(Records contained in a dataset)

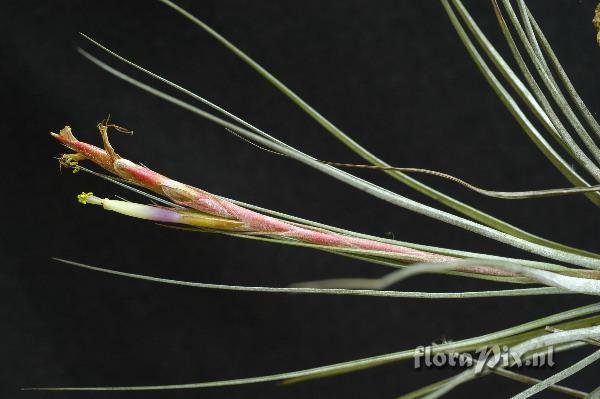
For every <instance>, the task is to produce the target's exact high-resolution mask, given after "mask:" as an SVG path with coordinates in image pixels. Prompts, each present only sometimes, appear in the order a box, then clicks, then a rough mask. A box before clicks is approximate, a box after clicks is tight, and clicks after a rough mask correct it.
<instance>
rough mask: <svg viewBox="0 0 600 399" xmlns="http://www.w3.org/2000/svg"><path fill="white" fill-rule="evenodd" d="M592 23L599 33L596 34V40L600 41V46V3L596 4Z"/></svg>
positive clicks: (598, 43)
mask: <svg viewBox="0 0 600 399" xmlns="http://www.w3.org/2000/svg"><path fill="white" fill-rule="evenodd" d="M592 24H593V25H594V26H595V27H596V30H597V31H598V33H597V34H596V41H597V42H598V46H600V3H598V5H597V6H596V10H595V11H594V18H593V19H592Z"/></svg>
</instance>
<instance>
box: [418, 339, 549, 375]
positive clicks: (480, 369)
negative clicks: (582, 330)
mask: <svg viewBox="0 0 600 399" xmlns="http://www.w3.org/2000/svg"><path fill="white" fill-rule="evenodd" d="M436 346H437V345H434V346H418V347H417V348H416V349H415V352H414V354H413V357H414V367H415V369H422V368H434V367H435V368H442V367H455V368H470V367H475V371H476V372H477V373H481V371H483V369H484V368H494V367H496V366H502V367H504V366H509V365H510V366H511V367H554V364H555V363H554V348H553V347H551V346H550V347H547V348H545V349H544V350H541V351H536V352H534V353H531V354H529V355H527V356H522V355H521V354H520V353H517V352H514V351H511V350H510V348H508V347H507V346H505V345H504V346H502V347H501V346H499V345H493V346H486V347H481V348H479V349H477V350H475V351H474V352H473V353H470V352H449V351H443V350H437V349H436Z"/></svg>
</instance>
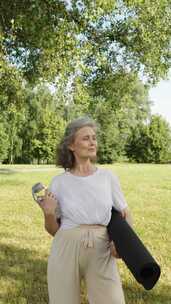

WORK INSTRUCTIONS ▸ Go over the data and return every line that includes the word "rough".

TASK RESULT ▸
For every <instance>, the task is to produce the target's exact high-resolution mask, given after "mask:" as an SVG path with coordinates in image pixels. Prompts, each present only sometimes, appear in the order a box, then clicks, then a rough mask. A box before clicks is approximate, a box after clicks is tight, and clicks after a rough mask correct it.
rough mask: <svg viewBox="0 0 600 399" xmlns="http://www.w3.org/2000/svg"><path fill="white" fill-rule="evenodd" d="M592 23L599 33L596 34V40L600 41V46V3L596 4Z"/></svg>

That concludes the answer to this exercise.